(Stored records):
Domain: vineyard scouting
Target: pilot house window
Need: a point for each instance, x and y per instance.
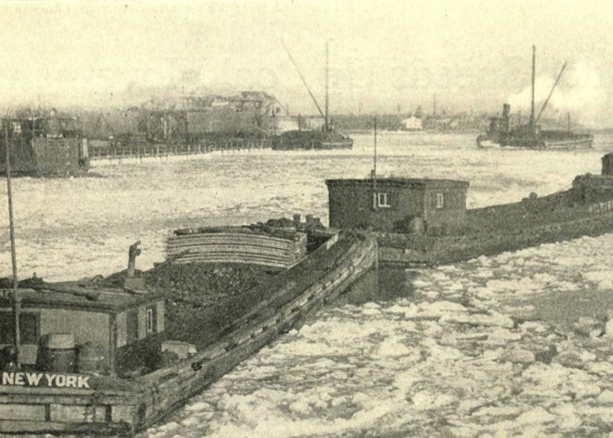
(383, 200)
(151, 320)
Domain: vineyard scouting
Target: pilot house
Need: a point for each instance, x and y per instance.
(396, 204)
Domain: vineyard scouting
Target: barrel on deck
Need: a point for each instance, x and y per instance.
(56, 352)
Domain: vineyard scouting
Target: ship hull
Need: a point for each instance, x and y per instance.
(122, 406)
(555, 141)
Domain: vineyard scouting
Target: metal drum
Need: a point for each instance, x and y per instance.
(56, 353)
(90, 359)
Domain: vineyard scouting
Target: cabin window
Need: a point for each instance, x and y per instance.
(383, 199)
(29, 328)
(151, 320)
(132, 326)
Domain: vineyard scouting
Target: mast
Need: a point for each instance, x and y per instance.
(533, 78)
(551, 92)
(374, 171)
(16, 297)
(326, 118)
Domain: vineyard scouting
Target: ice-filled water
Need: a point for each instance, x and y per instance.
(486, 348)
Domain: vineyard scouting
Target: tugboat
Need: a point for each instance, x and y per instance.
(531, 136)
(325, 139)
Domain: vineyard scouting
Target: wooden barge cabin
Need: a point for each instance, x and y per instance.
(79, 327)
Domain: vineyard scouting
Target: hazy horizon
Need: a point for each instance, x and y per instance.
(474, 55)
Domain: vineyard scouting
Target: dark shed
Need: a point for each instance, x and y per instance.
(390, 204)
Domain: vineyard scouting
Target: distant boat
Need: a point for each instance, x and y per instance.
(530, 135)
(325, 139)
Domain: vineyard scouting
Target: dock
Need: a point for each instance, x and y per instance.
(161, 150)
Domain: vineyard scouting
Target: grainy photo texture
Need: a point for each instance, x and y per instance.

(TASK):
Please give again the lines above between the line holding "Target: ship hull" and the line holding "Target: tugboat", inclusive, exactly as they are and with nothing added.

(ANSWER FOR THE TASK):
Target: ship hull
Need: a point for each instance, x and y per instance.
(122, 406)
(555, 141)
Domain: vineyard scouting
Target: metal drum
Need: a point for each instance, x and y per instance.
(56, 353)
(90, 359)
Domain: vineyard scouting
Target: cabin window
Need: a point for each instance, x and y per instance.
(383, 199)
(29, 328)
(151, 320)
(132, 326)
Domain: vineyard scouting
Target: mast
Need: a point for each instance, x and y per instance.
(533, 78)
(551, 92)
(374, 171)
(16, 297)
(326, 118)
Domain: vineyard scouting
Target: ice-filled water
Need: a point for each instance, x and y per instance.
(486, 348)
Domain: vineyard scouting
Target: tugboat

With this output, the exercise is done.